*Passage provided*.
However, it doesn't work that way if you try to change just part of the list. I assume this has something to do with lists that have the same content being the same in memory everywhere or something like that? Here is an example:
(defun test ()
(setf original '(a b c))
(modify original)
(print original))
(defun modify (n)
(setf (first n) 'x)
n)
Then (test) prints (x b c). So how do I change some elements of a list parameter in a function, as if that list was local to that function?
Lisp lists are based on cons cells. Variables are like pointers to cons cells (or other Lisp objects). Changing a variable will not change other variables. Changing cons cells will be visible in all places where there are references to those cons cells.
A good book is Touretzky, Common Lisp: A Gentle Introduction to Symbolic Computation.
There is also software that draws trees of lists and cons cells.
If you pass a list to a function like this:
(modify (list 1 2 3))
Then you have three different ways to use the list:
destructive modification of cons cells
(defun modify (list)
(setf (first list) 'foo)) ; This sets the CAR of the first cons cell to 'foo .
structure sharing
(defun modify (list)
(cons 'bar (rest list)))
Above returns a list that shares structure with the passed in list: the rest elements are the same in both lists.
copying
(defun modify (list)
(cons 'baz (copy-list (rest list))))
Above function BAZ is similar to BAR, but no list cells are shared, since the list is copied.
Needless to say that destructive modification often should be avoided, unless there is a real reason to do it (like saving memory when it is worth it).
Notes:
never destructively modify literal constant lists
Dont' do: (let ((l '(a b c))) (setf (first l) 'bar))
Reason: the list may be write protected, or may be shared with other lists (arranged by the compiler), etc.
Also:
Introduce variables
like this
(let ((original (list 'a 'b 'c)))
(setf (first original) 'bar))
or like this
(defun foo (original-list)
(setf (first original-list) 'bar))
never SETF an undefined variable.
SETF modifies a place. n can be a place. The first element of the list n points to can also be a place.
In both cases, the list held by original is passed to modify as its parameter n. This means that both original in the function test and n in the function modify now hold the same list, which means that both original and n now point to its first element.
After SETF modifies n in the first case, it no longer points to that list but to a new list. The list pointed to by original is unaffected. The new list is then returned by modify, but since this value is not assigned to anything, it fades out of existence and will soon be garbage collected.
In the second case, SETF modifies not n, but the first element of the list n points to. This is the same list original points to, so, afterwards, you can see the modified list also through this variable.
In order to copy a list, use COPY-LIST.
it's nearly the same as this example in C:
void modify1(char *p) {
p = "hi";
}
void modify2(char *p) {
p[0] = 'h';
}
in both cases a pointer is passed, if you change the pointer, you're changing the parameter copy of the pointer value (that it's on the stack), if you change the contents, you're changing the value of whatever object was pointed.
You probably have problems because even though Lisp is pass-by-value references to objects are passed, like in Java or Python. Your cons cells contain references which you modify, so you modify both original and local one.
IMO, you should try to write functions in a more functional style to avoid such problems. Even though Common Lisp is multi-paradigm a functional style is a more appropriate way.

*Given entries*.
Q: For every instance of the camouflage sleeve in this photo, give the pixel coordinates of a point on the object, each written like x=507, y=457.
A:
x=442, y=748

---

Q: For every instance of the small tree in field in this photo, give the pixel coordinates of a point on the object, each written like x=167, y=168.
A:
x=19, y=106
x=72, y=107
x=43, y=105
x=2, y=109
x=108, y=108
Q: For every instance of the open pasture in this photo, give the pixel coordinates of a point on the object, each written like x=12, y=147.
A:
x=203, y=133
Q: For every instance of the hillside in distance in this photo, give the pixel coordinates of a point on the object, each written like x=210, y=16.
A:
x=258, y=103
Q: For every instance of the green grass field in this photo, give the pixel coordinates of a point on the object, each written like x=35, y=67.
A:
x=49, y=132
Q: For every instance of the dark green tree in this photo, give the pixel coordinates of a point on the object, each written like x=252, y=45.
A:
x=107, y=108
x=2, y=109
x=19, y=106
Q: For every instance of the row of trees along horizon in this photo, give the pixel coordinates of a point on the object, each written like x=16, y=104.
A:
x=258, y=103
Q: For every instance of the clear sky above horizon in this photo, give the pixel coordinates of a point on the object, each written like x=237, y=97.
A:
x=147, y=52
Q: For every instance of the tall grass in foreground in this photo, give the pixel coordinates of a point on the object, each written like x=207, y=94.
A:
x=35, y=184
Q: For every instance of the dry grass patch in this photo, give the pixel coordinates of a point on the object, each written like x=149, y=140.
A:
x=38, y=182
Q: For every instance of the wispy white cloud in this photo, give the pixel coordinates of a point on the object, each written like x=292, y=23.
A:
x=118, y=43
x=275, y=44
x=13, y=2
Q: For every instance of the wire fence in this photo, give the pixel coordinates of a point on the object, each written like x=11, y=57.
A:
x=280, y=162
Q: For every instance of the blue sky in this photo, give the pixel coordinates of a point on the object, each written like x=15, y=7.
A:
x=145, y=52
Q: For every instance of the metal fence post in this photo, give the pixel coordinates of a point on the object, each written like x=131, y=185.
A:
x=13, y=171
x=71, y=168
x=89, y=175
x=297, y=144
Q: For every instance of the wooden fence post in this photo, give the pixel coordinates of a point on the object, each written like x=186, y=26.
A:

*Exercise goal*.
Which book does the discussion of Lisp lists recommend?

*Output of the task*.
Touretzky, Common Lisp: A Gentle Introduction to Symbolic Computation.